Dataset excerpt
.....

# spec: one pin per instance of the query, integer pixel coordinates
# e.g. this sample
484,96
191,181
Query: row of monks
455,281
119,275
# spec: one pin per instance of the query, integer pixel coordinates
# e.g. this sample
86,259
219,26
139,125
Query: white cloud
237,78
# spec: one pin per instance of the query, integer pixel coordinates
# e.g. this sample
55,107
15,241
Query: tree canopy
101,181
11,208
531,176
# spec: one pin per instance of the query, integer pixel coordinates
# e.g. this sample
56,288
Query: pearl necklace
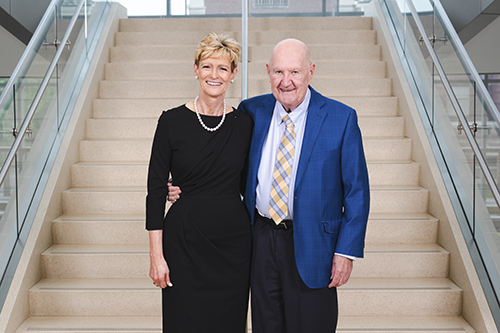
213,129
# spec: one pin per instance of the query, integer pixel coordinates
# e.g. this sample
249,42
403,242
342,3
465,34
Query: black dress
207,232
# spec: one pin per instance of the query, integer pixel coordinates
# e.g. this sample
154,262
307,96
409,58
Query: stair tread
403,323
404,248
153,323
392,283
354,283
100,217
68,249
143,188
79,249
401,216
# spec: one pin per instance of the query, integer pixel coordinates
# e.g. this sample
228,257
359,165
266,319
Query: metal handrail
467,61
244,51
454,101
34,43
22,131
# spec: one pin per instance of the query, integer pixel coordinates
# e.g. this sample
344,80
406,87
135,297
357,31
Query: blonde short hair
215,46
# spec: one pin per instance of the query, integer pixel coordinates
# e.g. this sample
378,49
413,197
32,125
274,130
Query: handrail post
244,51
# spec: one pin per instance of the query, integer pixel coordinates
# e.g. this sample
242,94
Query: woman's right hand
160,273
158,270
174,192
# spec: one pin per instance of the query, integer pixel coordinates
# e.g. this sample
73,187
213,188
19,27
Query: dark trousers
281,302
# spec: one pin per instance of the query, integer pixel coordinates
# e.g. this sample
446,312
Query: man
308,196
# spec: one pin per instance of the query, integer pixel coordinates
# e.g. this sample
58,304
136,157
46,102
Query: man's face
290,73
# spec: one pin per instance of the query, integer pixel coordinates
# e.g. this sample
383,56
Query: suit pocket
332,226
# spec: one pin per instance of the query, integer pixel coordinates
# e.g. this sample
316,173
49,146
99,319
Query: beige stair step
152,324
162,70
401,228
115,150
184,88
403,324
100,229
181,88
152,108
121,200
137,297
399,297
108,174
372,106
336,87
254,24
143,128
99,261
394,173
398,199
382,126
139,150
110,261
185,53
259,37
402,260
130,229
126,128
384,149
92,324
148,108
95,297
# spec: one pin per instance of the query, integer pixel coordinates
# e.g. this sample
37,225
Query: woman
200,252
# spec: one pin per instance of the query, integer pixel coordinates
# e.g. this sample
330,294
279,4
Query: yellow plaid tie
281,178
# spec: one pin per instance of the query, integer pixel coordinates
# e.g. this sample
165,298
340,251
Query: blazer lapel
314,121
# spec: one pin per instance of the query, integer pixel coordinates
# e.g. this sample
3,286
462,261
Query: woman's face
214,75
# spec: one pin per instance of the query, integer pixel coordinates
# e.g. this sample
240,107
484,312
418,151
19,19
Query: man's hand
174,193
341,271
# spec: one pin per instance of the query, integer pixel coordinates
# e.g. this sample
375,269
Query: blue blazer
332,197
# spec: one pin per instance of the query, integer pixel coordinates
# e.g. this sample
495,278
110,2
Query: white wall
10,52
484,49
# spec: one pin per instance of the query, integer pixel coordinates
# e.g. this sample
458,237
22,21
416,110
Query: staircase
96,272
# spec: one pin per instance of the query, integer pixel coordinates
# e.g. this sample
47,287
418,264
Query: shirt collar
297,114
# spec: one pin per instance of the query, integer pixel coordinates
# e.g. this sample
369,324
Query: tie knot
287,120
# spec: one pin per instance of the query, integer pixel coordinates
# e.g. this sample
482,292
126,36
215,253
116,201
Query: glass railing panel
9,226
23,186
468,163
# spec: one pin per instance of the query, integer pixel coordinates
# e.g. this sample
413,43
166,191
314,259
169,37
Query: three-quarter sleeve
158,175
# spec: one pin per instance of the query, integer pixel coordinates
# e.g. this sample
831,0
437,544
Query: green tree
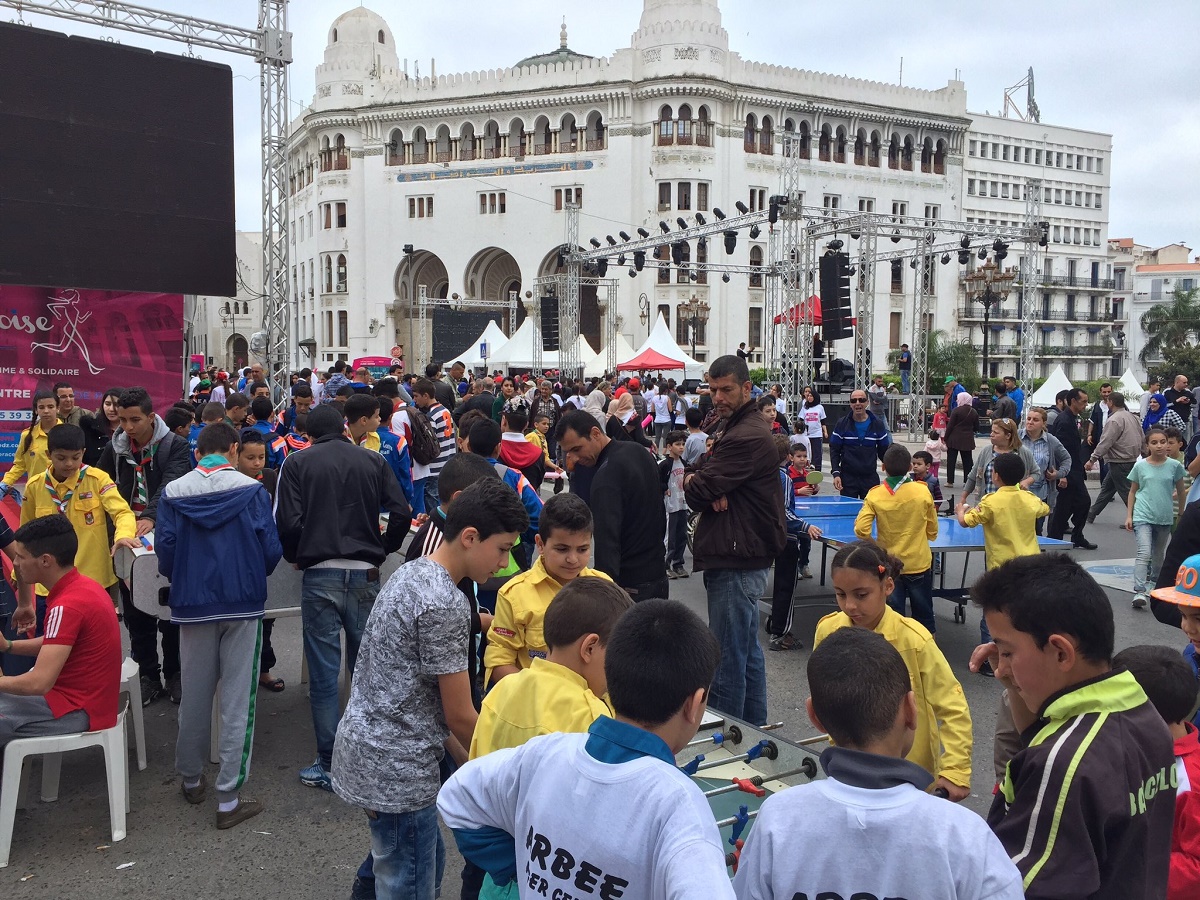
1171,325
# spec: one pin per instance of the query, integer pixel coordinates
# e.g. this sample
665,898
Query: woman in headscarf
960,436
1158,412
623,423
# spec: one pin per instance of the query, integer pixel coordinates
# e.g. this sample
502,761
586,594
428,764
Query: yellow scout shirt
34,461
88,499
905,521
1009,519
516,637
937,691
540,700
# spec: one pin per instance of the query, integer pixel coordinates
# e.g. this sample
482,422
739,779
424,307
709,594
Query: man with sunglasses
857,444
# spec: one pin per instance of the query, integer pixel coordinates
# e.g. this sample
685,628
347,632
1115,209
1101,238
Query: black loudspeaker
550,323
835,313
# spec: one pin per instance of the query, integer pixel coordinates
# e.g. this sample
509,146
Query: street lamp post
988,285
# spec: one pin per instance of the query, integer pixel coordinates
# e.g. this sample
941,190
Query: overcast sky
1128,70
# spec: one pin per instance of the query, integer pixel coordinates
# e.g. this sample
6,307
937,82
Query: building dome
563,54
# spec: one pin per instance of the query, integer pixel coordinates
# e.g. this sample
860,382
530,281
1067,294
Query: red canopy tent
651,359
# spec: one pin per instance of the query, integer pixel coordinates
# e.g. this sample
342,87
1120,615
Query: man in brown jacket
742,528
1120,448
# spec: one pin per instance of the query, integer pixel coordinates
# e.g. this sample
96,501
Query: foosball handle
748,786
743,819
735,856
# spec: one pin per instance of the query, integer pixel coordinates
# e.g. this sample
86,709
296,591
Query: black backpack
423,443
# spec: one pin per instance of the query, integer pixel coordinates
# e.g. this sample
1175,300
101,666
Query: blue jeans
739,688
917,589
409,856
1152,543
331,600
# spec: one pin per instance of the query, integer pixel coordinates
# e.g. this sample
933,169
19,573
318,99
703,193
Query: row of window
1062,197
1035,155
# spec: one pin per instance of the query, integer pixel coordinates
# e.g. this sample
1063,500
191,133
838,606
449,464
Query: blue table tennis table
952,538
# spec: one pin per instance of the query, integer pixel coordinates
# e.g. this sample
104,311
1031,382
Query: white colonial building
473,171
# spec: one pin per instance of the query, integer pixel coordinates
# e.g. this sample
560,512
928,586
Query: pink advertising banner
94,340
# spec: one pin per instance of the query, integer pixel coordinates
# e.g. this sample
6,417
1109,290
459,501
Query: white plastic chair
131,684
115,747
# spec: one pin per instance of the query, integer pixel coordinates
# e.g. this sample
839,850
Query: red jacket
1185,883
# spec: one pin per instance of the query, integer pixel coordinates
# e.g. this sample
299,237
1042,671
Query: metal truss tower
270,46
1031,273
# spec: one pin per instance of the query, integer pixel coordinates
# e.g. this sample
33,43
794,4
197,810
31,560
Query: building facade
457,184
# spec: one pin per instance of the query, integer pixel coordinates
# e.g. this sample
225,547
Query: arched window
703,129
341,274
767,137
395,155
666,126
594,132
568,141
683,127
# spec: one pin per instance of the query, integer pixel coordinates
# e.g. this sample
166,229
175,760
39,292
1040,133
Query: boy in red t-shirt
76,682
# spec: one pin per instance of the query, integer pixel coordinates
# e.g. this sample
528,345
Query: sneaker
245,809
151,690
195,795
316,775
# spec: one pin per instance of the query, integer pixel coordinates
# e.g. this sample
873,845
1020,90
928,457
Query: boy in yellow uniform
88,497
1009,519
905,519
564,546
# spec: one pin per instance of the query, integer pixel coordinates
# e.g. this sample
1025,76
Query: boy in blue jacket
216,541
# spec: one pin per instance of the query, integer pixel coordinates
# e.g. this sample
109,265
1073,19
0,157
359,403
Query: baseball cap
1187,585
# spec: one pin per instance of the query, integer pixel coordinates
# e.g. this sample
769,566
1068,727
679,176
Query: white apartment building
1080,323
473,169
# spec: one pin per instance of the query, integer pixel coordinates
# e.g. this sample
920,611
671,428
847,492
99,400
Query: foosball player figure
871,797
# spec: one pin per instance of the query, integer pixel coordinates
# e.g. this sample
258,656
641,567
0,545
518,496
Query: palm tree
1171,325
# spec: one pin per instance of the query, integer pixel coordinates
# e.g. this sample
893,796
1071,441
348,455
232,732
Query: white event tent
1044,396
660,343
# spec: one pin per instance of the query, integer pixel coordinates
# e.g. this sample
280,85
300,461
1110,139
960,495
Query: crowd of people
525,673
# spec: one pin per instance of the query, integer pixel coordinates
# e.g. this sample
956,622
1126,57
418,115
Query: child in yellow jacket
863,577
88,497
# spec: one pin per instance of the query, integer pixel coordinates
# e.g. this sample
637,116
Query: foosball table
738,766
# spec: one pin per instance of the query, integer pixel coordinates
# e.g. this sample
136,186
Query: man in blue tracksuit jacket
857,444
216,541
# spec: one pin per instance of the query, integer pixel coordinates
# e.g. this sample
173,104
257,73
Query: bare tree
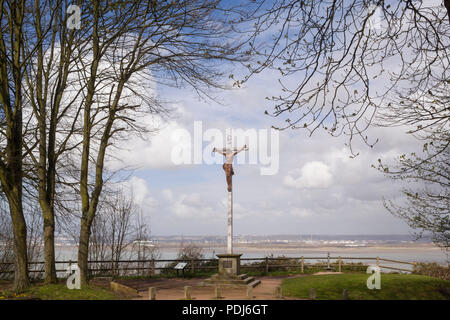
13,62
171,43
348,65
354,58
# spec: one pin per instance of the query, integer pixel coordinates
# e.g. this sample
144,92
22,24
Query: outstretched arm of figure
221,151
243,148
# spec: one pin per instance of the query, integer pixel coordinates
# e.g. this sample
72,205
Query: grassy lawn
61,292
393,287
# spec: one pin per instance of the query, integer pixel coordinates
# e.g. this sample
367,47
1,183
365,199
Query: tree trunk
49,248
21,280
83,252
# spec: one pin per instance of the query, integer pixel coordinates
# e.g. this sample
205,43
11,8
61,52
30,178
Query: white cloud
314,175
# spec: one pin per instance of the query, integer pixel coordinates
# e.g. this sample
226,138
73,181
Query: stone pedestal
229,273
229,265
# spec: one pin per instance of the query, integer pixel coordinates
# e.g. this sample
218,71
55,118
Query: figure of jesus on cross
229,154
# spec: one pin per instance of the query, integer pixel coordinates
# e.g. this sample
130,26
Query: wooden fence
265,264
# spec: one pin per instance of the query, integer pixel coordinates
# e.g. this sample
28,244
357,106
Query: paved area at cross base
173,289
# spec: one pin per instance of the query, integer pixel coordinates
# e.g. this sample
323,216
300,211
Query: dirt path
173,289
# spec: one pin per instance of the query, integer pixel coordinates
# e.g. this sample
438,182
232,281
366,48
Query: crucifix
229,154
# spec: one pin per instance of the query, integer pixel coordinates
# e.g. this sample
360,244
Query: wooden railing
267,264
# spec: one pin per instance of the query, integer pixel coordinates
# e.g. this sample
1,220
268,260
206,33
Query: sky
317,189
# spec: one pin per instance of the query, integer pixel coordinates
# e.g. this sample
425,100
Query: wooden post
303,265
152,293
345,294
250,292
312,293
153,267
278,294
187,292
217,292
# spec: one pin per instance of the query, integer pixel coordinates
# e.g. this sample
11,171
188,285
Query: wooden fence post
153,267
187,292
312,293
278,293
217,292
345,294
250,292
152,293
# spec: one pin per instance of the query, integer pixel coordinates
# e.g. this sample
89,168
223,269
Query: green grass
393,287
61,292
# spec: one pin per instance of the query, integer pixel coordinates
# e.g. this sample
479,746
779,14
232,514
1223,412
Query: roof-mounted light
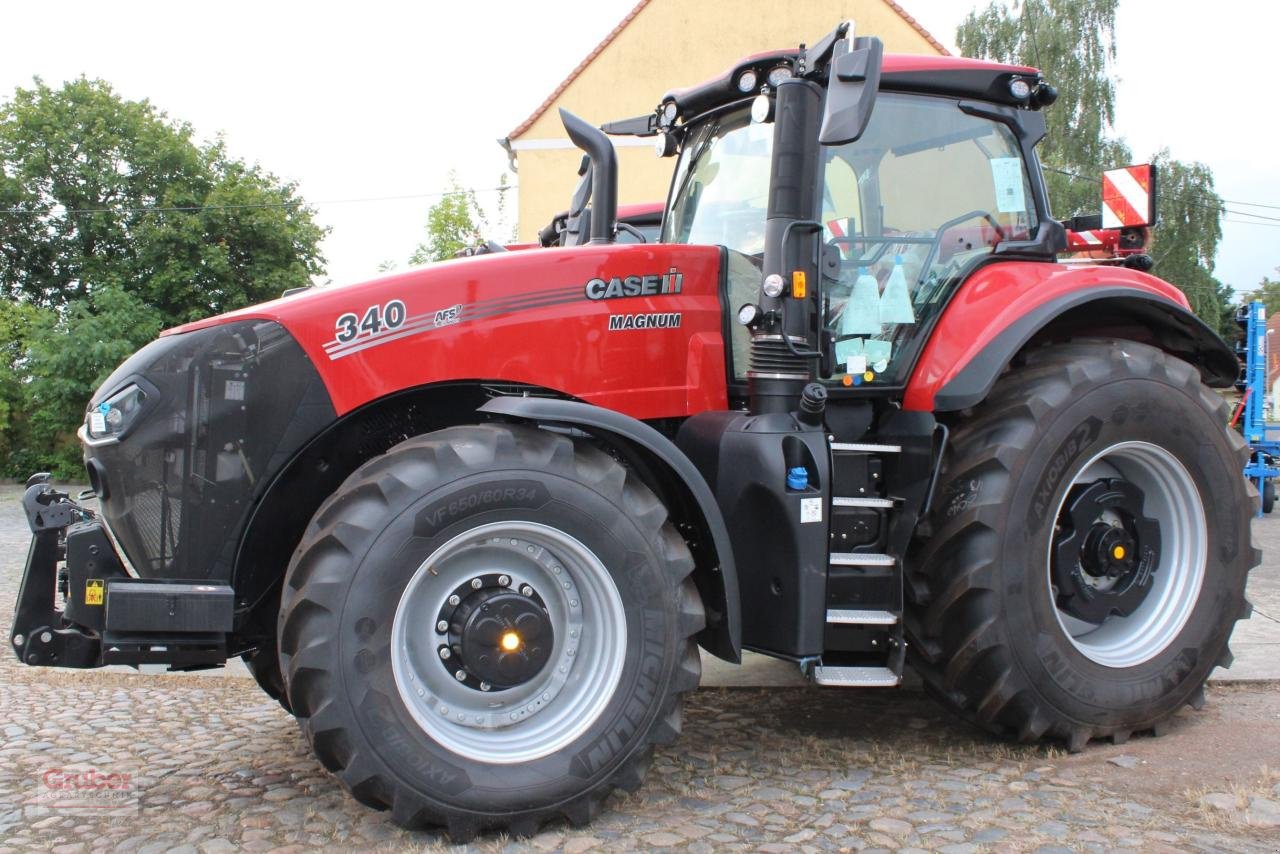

.....

EXERCISE INSTRUCTIONS:
Count the lines in the listing above that contain the string "woman". Treat uppercase and lowercase as different, and reply with the number alone.

THE RESULT:
4